John Lidell Cay FRSE PRSSA (31 August 1790 – 13 December 1865) was a Scottish advocate, pioneer photographer and antiquarian. He served as the Sheriff of Linlithgowshire 1822–65. He was the maternal uncle of James Clerk Maxwell.

He was an original member of the Edinburgh Calotype Club, one of the world's first photographic clubs (1843), and a keen early photographer alongside his friend Sir David Brewster and the Edinburgh pioneers David Octavius Hill and Robert Adamson. He made very early photographic presentations to the Royal Scottish Society of Arts.

== Life ==

He was born in the family home on George Street in Edinburgh on 31 August 1790, the son of Robert Hodshon Cay LLD (1758–1810) of North Charlton who was Judge Admiral of Scotland, and his wife Elizabeth Liddell (1770–1831) a relatively famous pastellist, and pupil of Archibald Skirving. He was educated at the High School in Edinburgh then studied law at the University of Edinburgh. He was admitted to the Scottish Bar as an advocate in 1812.

Cay was elected a Fellow of the Royal Society of Edinburgh in 1821, his proposer being Sir William Arbuthnot. At this time he lived (with his mother) in a large and opulent Georgian townhouse, 11 Heriot Row in the Second New Town of Edinburgh. He was a close neighbour to George Ballingall.

Cay served as president of the Royal Scottish Society of Arts 1848–49.

He died at 5 South East Circus Place (where he had moved around 1825) in Edinburgh on 13 December 1865.

== Family ==

Cay had six sons, two of whom, Robert Cay (1822–1888) and Edward Cay (1825–1874), emigrated to Australia in the 1840s, becoming sheep-farmers. He had four daughters, one whom, Frances, died whilst an infant and is buried in Restalrig.

He was uncle to James Clerk Maxwell.

== Artistic recognition ==

A pastel portrait of Cay by his mother is held by the James Clerk Maxwell Museum.

################

Retype the passage of the John Lidell Cay biography that starts at the words "He died at 5" and stops after "buried in Restalrig.". These rows come from a separate source.

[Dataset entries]

################

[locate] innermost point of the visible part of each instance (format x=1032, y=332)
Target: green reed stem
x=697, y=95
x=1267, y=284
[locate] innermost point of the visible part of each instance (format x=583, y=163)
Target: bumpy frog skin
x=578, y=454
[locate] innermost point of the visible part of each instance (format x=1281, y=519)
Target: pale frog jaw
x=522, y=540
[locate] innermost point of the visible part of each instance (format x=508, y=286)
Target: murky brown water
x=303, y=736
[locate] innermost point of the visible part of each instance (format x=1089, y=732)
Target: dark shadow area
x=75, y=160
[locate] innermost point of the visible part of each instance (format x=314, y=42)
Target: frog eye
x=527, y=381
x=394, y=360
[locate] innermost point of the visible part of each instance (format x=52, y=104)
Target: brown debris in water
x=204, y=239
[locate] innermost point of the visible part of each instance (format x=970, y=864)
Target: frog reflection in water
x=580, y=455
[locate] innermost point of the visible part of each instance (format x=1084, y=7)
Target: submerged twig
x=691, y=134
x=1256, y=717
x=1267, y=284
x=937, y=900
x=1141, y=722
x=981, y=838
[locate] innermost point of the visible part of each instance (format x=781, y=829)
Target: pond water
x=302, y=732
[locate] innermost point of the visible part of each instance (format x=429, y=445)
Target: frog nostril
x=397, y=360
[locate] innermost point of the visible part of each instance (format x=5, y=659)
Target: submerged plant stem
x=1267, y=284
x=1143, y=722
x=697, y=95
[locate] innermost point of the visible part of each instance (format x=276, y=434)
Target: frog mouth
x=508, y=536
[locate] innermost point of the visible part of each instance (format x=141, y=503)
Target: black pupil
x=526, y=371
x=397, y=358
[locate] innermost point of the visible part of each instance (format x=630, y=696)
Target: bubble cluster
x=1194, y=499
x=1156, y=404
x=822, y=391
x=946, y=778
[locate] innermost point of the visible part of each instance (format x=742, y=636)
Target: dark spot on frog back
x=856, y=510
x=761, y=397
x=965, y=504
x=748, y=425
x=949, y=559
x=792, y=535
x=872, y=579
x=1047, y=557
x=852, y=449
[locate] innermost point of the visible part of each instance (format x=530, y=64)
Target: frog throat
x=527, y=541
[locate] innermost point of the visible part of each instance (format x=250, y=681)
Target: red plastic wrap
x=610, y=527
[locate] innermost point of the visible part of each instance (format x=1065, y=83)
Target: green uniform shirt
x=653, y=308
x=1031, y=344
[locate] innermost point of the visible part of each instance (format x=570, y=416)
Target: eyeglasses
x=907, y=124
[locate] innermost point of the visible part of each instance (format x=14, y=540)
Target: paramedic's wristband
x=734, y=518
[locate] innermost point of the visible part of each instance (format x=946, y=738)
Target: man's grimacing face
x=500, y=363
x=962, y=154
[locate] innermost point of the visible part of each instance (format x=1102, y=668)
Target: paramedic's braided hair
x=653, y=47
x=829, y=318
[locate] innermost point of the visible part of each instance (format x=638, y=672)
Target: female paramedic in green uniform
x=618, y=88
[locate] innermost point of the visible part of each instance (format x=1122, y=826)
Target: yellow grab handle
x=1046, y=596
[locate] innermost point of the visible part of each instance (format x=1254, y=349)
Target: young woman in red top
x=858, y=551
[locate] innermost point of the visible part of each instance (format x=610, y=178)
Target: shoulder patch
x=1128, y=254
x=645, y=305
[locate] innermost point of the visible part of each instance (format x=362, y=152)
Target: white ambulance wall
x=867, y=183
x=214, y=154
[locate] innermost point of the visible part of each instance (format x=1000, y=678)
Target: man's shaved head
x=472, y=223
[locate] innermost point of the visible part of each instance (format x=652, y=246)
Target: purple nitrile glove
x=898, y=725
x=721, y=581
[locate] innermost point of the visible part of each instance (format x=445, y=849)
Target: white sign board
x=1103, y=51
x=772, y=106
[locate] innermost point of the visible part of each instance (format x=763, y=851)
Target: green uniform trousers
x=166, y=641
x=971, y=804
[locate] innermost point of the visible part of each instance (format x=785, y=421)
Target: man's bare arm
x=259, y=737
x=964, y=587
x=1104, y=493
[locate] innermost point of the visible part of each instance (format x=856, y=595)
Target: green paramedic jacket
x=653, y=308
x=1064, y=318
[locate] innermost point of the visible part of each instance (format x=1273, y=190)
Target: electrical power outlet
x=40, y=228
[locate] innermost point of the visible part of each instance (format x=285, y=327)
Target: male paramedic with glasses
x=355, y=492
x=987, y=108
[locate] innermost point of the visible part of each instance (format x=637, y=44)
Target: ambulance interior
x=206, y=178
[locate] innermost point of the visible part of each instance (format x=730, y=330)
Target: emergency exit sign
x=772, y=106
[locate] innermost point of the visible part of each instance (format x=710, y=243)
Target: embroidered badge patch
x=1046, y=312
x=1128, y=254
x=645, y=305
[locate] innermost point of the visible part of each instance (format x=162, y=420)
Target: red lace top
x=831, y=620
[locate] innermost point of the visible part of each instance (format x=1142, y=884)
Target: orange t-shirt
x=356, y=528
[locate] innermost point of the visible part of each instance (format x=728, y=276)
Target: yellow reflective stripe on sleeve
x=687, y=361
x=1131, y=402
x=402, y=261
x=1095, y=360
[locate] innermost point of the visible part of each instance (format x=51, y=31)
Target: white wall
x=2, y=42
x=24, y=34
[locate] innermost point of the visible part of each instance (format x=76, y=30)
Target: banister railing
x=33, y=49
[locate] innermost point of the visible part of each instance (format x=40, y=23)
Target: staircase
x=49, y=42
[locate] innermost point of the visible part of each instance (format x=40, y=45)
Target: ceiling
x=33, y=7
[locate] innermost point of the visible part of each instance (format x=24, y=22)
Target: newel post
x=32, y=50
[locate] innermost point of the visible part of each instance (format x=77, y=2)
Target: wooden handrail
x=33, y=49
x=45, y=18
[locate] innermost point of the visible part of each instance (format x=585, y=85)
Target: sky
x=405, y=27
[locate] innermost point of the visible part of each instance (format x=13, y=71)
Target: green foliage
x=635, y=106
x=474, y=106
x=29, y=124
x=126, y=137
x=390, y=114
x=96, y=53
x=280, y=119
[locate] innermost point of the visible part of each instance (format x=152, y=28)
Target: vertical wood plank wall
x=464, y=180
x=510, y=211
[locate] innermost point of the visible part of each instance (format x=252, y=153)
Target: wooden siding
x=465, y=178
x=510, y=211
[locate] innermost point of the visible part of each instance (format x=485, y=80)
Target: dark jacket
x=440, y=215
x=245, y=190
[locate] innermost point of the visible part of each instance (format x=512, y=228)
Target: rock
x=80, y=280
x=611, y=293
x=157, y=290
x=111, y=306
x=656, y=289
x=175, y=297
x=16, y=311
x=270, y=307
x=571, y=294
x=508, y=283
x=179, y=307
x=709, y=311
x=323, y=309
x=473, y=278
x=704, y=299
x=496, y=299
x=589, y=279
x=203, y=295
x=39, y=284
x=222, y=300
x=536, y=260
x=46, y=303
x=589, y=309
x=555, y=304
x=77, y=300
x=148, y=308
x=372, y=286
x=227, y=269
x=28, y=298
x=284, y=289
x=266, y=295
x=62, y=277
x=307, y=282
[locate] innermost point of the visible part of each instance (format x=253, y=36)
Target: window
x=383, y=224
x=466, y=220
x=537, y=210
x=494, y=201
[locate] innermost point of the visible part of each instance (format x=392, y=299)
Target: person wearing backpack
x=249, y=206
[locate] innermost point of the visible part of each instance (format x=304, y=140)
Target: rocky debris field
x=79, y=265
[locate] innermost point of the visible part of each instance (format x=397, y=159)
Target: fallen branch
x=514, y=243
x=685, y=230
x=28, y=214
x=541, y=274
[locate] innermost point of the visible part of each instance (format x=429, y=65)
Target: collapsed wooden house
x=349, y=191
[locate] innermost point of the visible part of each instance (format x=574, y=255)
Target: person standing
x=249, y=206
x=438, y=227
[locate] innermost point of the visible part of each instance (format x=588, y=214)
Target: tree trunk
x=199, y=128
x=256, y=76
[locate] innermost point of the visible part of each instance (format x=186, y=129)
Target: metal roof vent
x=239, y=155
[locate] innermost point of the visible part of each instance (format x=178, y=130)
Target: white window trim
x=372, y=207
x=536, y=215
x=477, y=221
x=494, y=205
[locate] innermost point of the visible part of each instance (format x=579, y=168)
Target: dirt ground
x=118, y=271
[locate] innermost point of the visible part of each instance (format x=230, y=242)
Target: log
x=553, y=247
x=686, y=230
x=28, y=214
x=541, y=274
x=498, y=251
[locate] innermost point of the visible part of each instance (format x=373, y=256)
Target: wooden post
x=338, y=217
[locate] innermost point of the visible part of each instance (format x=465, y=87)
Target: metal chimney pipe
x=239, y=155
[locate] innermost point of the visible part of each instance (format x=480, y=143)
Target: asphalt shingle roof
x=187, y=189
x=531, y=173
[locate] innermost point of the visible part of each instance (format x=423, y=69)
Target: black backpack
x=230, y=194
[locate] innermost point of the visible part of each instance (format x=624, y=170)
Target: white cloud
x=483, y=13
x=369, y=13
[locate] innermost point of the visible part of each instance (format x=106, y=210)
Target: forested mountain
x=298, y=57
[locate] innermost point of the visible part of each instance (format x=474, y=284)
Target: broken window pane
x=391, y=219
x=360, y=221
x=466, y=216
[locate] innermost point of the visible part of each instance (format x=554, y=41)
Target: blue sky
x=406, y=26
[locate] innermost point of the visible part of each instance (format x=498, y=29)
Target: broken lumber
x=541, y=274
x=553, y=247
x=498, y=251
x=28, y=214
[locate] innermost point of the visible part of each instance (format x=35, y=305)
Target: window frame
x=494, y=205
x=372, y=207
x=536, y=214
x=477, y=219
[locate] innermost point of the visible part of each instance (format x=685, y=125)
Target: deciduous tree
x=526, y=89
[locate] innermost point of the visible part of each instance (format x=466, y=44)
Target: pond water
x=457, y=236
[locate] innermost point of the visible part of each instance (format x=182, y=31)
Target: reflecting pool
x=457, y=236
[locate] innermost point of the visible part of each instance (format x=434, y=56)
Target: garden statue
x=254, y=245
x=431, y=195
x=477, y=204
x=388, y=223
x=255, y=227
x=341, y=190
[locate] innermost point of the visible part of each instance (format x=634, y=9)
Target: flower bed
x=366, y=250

################

Worked solution:
He died at 5 South East Circus Place (where he had moved around 1825) in Edinburgh on 13 December 1865.

== Family ==

Cay had six sons, two of whom, Robert Cay (1822–1888) and Edward Cay (1825–1874), emigrated to Australia in the 1840s, becoming sheep-farmers. He had four daughters, one whom, Frances, died whilst an infant and is buried in Restalrig.